══ 本文 ══

そうですね。だから、自分では書けないんですよ。自分で書いてたら100%カッコ良い歌になってしまう。それでは「お嫁サンバ」は生まれなかったわけです。でもその経験が、「GOLDFINGER’99」につながった。だから、僕はツイてるんですよ。ことレコーディングだけでも、そういうたくさんのエピソードがありますね。今、シングルが106枚? でしたっけ? ってことは、カップリングを合わせるとその2倍は最低でも楽曲があるわけですから。自分はそういう時代にデビューし、育ってきたアーティストなんだなとつくづく思います。

自分自身に一生懸命しがみついている

――今、振り返ると、本当に特別な時代でした。

あの、昭和という“土の時代”に育ってこなかったら、今ある僕のモチベーションや心根は、もうとっくに失われていたのかもしれません。お袋はすごく厳しかったですからね。親からたくさんのことを教えられて、それを、いわゆる生きる指針として素直に……いや、どうかな……でも、素直だったんだろうな……に聞いてきたわけです(笑)。“土の時代”に生まれたからこそ、今の自分がいるんだろうなとは思いますね。

═══
══ 資料 ══

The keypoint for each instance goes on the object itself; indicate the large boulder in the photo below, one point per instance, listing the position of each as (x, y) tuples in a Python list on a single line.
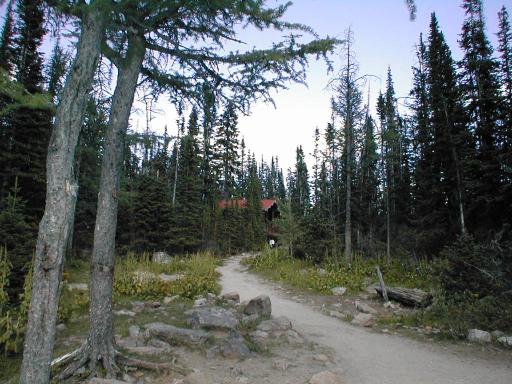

═══

== 取り組む課題 ==
1. 昭和の時代を振り返る本文から、「自分自身に一生懸命しがみついている」で始まり「るんだろうなとは思いますね。」で終わる部分を、一字一句変えずに書き写しなさい。
2. 昭和の時代を振り返る本文について、最後の文のあとに続く部分を書き足しなさい。

== 解答 ==
1.
自分自身に一生懸命しがみついている

――今、振り返ると、本当に特別な時代でした。

あの、昭和という“土の時代”に育ってこなかったら、今ある僕のモチベーションや心根は、もうとっくに失われていたのかもしれません。お袋はすごく厳しかったですからね。親からたくさんのことを教えられて、それを、いわゆる生きる指針として素直に……いや、どうかな……でも、素直だったんだろうな……に聞いてきたわけです(笑)。“土の時代”に生まれたからこそ、今の自分がいるんだろうなとは思いますね。

2.
――西洋占星術で言うと、今は“風の時代”ですもんね。

まさにそう。カーシェアリングとかシェアスペースといったものに代表されるように、いわゆる所有しないという考え方の時代。どんどん転職することだって当たり前ですしね。もちろん、“風の時代”が悪いっていうわけじゃないんですよ。ただ、“風の時代”の人たちに“土の時代”のことを言っても、もうわからないだろうなとは思います。でも、それで良いんです。だからこそ、僕は良い時代に生まれ育ってきたんだなと今、思います。

――偶然その時代に生まれたということが、郷さんの礎になっていると?

礎。そう、精神性ですよね。今、それを言っても「何言ってるの?」で終わっちゃいますけどね(苦笑)。僕と同世代の人たちは、“土の時代”と“風の時代”のどちらの良いところも悪いところも見てきているので、ある意味幸せな世代かもしれませんね。だから、嘆く必要もない。

ただ、そういう自分のベースやオリジナリティをわかりつつ、今の時代を生きていかなきゃいけないわけで、だから、僕は、自分自身に一生懸命しがみついているんです。常にそこに戻りますね。今の時代に生きられるかどうかは、オリジナリティと時代性との間の“ファインライン”を見付けられるかどうかなんですよ。

――郷さんは、歌手としてだけでなく、俳優としても活動されてきましたが、そのバランスはどのようにとっていたんでしょうか。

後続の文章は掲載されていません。